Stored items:
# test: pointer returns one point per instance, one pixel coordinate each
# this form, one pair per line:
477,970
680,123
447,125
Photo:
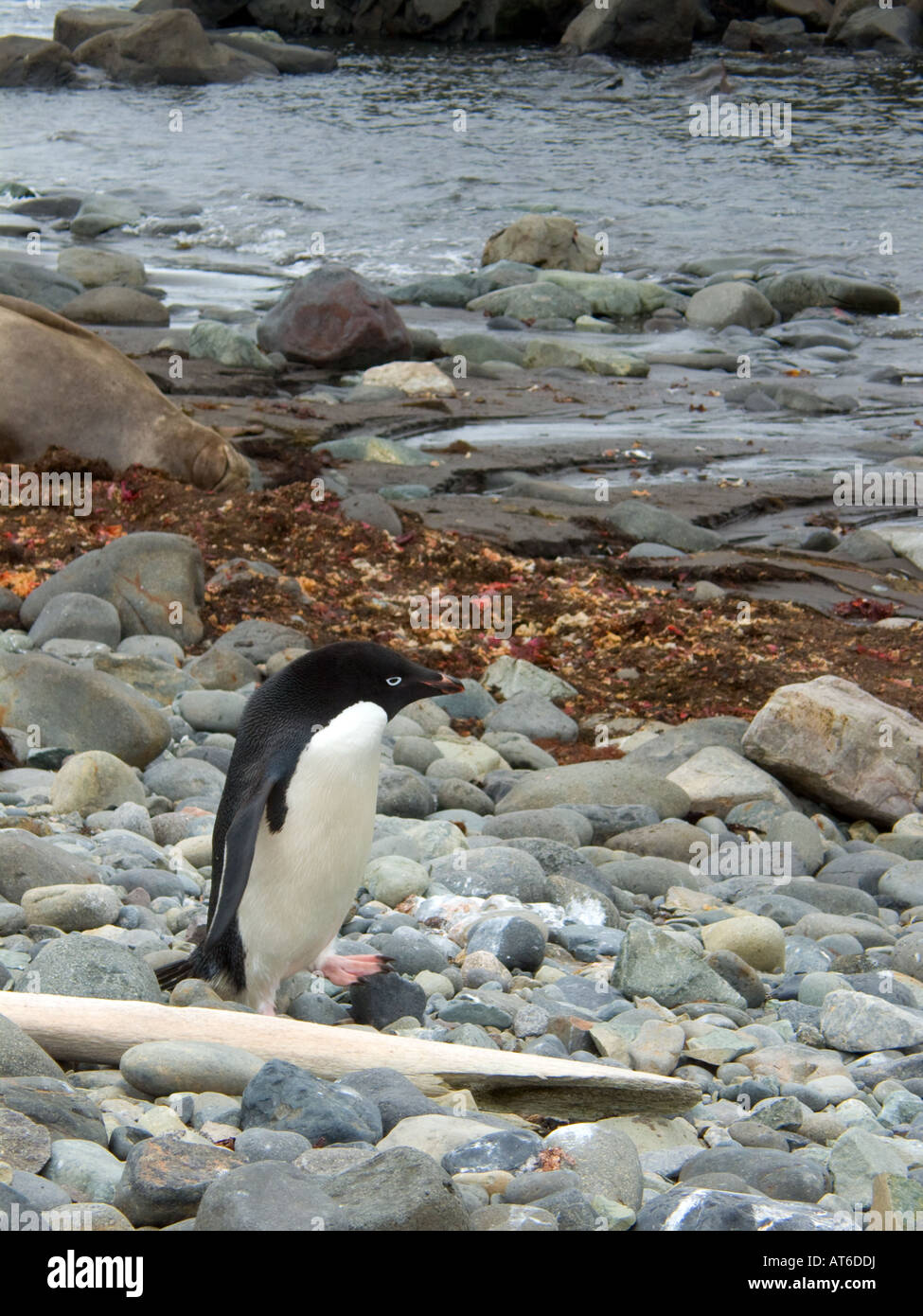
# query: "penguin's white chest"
304,877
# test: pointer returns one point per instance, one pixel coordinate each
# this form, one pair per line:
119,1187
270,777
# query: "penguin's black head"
352,671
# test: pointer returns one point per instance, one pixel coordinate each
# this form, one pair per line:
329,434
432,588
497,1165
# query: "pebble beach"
610,418
728,901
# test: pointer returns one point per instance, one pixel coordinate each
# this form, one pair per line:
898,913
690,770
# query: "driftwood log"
78,1028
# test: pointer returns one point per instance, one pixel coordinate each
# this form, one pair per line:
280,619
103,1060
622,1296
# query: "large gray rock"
549,241
399,1190
639,29
334,317
27,861
494,870
165,1067
98,269
266,44
677,744
77,616
184,778
516,675
95,780
75,907
690,1210
643,524
100,212
797,290
34,62
155,582
903,884
531,302
165,1180
533,716
605,1158
724,304
24,1145
616,297
654,962
54,1104
856,1158
90,966
559,354
23,276
211,340
80,709
171,49
116,306
257,640
73,27
885,29
268,1195
607,782
853,1022
832,741
717,779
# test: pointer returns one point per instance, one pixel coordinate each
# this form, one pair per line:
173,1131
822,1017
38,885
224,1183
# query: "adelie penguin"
293,828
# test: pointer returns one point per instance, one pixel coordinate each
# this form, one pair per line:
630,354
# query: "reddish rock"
334,317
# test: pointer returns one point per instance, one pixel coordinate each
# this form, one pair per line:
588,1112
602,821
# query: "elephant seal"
64,387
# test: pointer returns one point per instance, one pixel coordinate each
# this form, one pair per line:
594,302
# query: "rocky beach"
648,489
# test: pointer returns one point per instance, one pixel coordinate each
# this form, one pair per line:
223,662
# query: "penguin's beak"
437,684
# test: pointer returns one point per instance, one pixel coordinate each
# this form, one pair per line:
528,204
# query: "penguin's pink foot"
343,970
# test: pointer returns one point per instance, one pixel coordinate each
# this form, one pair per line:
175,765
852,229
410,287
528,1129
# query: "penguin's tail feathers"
169,975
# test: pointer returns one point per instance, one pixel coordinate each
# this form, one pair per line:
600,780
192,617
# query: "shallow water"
367,155
367,158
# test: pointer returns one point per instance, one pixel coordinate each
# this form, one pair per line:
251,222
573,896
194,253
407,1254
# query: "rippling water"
369,158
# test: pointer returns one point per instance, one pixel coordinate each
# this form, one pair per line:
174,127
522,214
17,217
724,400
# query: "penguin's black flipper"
169,975
240,843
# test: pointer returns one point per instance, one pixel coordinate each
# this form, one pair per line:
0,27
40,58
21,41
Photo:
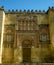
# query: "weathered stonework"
21,40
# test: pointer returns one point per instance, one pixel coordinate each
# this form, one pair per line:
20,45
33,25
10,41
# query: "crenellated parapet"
26,11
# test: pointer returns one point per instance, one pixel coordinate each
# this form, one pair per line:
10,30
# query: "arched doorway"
26,48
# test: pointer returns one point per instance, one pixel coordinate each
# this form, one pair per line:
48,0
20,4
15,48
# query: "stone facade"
26,36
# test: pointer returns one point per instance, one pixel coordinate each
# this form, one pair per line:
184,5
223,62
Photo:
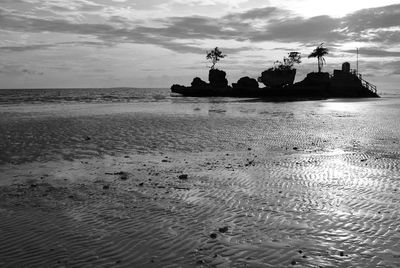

» Task statement
Reproduce all of the data exactly, omitting each picture it holds.

» Result of the task
# test: pointer returns one point per instance, one pixel coordinate each
# this form, one pair per line:
477,970
680,123
447,125
Photo:
# query: "penguin's white chest"
304,877
# test: pointer returns one point per instance, one pixel coordinate each
# this form, one pair per line:
119,1187
270,777
# query: "penguin's black head"
352,671
# test: pointer returns one point per instance, one pixel coordinate each
# this form, one pair per line:
329,434
432,588
497,1165
# query: "pebble beach"
610,418
728,901
# test: pointer returns one point per instance, one pixel coordinate each
# this form, one pair per line:
898,913
690,770
# query: "driftwood log"
78,1028
# test: pointer returns one point per instance, one pixel coordinate each
# this form, one pair per line:
280,619
103,1060
622,1296
# query: "large gray rock"
549,241
399,1190
639,29
334,317
27,861
494,870
165,1067
98,269
266,44
677,744
77,616
184,778
516,675
95,780
75,907
690,1210
643,524
100,212
797,290
34,62
155,582
903,884
531,302
165,1180
533,716
605,1158
724,304
24,1145
616,297
654,962
54,1104
856,1158
90,966
559,354
23,276
211,340
80,709
171,49
116,306
257,640
73,27
885,29
268,1195
607,782
853,1022
832,741
717,779
# test: pointer returns one point per instance, one pixel coordinate each
# this form, one pair per line:
173,1131
822,1017
38,885
224,1183
# query: "adelie penguin"
293,828
# test: pointer returns one point per instance, one pixel coordinate each
# this form, one pair per line:
630,354
# query: "reddish rock"
334,317
# test: pointer returns one point per instance, one pixel coordinate each
# this form, one pair per line:
588,1112
602,821
# query: "elephant seal"
64,387
# test: pointer returns one point per instance, one pixel coordinate each
# this form, one pair per line:
594,302
# query: "rocky beach"
648,489
# test: pointer returns one point per instance, one pixel coordinate each
# this form, one pair per line:
223,662
# query: "penguin's beak"
437,684
# test: pointer returns one point per instance, one pixel coordinate each
# this form, one pair per line:
528,204
# query: "penguin's pink foot"
343,970
# test: pointer returns one point per instance, one pixel coordinate each
# this form, one pair per line:
175,765
852,229
410,287
528,1129
# query: "penguin's tail feathers"
169,975
# test: pointer returns one point per instance, one pixel coordinate each
# this form, one pair per line:
600,780
192,617
# query: "shallow water"
367,155
367,158
# test: pointer returns one point per instance, one pixel coordinate each
# this form, one pair per line:
251,222
573,896
194,253
407,1254
# query: "rippling water"
369,158
# test: pointer returns one point per instance, one pixel coordinate each
# this form, one pair per line:
174,127
522,214
17,217
724,400
# query: "penguin's black flipper"
169,975
240,843
# test: pointer returns one point per instance, one pixel coordinate each
# this form, one pair per line:
0,27
40,58
21,41
Photo:
# query: "weathered stonework"
21,40
# test: pointer returns one point per instance, one pixel coordinate each
# this form, one pair per line:
20,45
33,25
10,41
# query: "crenellated parapet"
26,11
# test: pointer returns one point per instance, one pixel coordinate each
# this form, one pair per line:
10,30
# query: "arched doorway"
26,48
# test: pointer returns one point per instance, one pixel coordinate each
# this form, one pair per line:
48,0
20,4
15,48
# query: "stone facade"
26,36
# test: pointer returns one point per instance, one pixel coordinate each
# this form, one pair per line:
184,5
223,62
Photo:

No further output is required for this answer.